§ **DIRECTION**:
From the listing below, pull out each line that contains the string "white", matching case exactly.

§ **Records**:
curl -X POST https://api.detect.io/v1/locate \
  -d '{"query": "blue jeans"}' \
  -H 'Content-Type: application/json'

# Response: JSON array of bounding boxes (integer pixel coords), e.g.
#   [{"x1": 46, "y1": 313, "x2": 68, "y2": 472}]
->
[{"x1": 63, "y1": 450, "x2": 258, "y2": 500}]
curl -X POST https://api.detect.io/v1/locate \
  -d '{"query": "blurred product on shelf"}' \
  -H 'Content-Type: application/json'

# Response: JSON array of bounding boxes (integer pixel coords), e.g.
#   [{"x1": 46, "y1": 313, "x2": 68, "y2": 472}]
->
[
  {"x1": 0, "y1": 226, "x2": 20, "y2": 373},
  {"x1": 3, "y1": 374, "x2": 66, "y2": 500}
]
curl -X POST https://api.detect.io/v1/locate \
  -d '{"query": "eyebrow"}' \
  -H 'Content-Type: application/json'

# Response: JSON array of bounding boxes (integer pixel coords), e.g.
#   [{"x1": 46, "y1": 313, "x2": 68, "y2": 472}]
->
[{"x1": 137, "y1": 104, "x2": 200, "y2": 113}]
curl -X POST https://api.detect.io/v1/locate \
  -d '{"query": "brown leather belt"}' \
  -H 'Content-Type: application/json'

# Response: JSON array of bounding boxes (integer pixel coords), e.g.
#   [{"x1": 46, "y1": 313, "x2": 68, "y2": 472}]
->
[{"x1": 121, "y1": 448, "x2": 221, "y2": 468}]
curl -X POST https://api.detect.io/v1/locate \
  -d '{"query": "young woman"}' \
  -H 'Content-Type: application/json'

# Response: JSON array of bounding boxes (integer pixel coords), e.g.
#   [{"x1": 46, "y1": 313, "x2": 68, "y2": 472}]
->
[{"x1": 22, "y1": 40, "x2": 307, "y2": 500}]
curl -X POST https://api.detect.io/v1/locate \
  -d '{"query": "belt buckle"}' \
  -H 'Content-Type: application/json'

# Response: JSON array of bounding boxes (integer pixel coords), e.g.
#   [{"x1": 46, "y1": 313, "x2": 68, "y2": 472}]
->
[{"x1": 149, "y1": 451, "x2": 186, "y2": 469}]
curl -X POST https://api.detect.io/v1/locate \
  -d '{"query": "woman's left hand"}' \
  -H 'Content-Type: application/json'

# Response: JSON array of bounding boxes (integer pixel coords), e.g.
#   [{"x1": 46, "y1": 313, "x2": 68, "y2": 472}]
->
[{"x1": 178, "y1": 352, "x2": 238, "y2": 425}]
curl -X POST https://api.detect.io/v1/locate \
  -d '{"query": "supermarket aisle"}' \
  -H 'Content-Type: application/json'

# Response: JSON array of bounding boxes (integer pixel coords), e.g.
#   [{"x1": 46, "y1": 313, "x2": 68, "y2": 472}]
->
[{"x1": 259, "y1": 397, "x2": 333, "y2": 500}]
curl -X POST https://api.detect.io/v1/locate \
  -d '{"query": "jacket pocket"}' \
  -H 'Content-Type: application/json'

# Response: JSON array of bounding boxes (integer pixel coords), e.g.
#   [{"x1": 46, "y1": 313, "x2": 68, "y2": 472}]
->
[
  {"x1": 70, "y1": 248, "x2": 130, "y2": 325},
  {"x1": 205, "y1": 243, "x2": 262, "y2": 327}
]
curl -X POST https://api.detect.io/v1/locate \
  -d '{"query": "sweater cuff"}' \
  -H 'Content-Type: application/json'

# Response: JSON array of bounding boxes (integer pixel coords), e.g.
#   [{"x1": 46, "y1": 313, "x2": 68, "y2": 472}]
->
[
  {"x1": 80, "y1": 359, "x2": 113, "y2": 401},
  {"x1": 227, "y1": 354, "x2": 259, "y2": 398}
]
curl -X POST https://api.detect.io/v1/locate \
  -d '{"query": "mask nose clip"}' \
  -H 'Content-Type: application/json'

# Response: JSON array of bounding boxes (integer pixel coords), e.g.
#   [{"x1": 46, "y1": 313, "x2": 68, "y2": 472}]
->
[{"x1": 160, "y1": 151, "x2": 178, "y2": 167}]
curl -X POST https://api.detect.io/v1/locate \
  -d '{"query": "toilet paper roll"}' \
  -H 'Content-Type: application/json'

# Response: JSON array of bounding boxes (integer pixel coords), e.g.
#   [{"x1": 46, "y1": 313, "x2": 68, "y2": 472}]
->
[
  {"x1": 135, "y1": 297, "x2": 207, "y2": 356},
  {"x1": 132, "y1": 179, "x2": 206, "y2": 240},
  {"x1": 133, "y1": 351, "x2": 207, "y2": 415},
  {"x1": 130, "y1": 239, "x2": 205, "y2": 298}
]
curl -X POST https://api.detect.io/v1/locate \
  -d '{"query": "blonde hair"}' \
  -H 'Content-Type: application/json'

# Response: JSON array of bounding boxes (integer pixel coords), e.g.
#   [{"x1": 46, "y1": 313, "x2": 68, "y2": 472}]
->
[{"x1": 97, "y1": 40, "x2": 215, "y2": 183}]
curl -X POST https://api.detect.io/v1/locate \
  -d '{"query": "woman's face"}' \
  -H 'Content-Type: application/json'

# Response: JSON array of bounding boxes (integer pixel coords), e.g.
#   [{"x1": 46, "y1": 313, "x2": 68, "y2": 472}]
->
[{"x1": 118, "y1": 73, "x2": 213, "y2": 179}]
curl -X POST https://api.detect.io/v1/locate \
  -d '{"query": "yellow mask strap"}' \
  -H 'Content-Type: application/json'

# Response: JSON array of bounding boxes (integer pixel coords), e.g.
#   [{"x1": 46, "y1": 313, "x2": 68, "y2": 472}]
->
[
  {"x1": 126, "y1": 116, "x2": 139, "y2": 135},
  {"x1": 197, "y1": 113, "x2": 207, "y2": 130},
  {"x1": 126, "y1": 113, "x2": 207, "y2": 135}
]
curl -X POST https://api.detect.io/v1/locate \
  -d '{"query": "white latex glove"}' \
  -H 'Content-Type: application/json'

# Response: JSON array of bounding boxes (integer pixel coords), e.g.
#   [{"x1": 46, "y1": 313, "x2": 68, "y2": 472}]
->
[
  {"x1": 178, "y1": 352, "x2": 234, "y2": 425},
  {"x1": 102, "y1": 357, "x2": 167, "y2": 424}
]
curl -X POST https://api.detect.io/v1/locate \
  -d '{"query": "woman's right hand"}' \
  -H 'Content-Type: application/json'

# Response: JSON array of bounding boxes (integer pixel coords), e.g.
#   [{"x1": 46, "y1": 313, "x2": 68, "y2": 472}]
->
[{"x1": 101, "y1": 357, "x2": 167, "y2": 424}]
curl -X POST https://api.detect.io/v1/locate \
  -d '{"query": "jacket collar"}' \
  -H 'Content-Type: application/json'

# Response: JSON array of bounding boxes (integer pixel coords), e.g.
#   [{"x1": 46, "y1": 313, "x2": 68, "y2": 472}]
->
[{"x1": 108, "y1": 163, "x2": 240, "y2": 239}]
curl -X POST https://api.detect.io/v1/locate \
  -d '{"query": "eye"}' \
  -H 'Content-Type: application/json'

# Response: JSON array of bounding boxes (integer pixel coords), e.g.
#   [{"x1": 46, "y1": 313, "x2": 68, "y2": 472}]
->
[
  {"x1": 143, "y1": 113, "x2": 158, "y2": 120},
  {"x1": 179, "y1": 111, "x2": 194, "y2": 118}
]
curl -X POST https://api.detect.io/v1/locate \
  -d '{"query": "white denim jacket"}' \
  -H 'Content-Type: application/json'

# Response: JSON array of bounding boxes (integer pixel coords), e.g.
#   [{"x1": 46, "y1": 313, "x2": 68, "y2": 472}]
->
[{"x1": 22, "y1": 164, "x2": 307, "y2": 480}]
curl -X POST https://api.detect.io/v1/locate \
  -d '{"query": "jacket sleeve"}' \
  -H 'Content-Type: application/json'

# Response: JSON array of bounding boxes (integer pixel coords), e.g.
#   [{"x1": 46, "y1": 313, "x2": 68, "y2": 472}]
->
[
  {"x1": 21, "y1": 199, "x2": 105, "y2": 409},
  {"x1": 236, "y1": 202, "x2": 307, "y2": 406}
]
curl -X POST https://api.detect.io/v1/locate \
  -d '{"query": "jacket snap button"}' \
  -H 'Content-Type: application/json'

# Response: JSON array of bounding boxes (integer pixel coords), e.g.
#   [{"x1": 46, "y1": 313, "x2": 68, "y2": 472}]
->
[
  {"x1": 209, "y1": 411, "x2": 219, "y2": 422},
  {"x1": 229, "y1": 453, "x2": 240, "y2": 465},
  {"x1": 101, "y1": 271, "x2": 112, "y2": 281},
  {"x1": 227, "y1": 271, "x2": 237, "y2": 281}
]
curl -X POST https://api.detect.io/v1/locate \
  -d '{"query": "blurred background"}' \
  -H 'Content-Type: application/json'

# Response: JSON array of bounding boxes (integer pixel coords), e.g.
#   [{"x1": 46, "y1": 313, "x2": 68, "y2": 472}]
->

§ **FULL OUTPUT**:
  -d '{"query": "white latex glove"}' \
  -d '{"query": "white denim jacket"}' \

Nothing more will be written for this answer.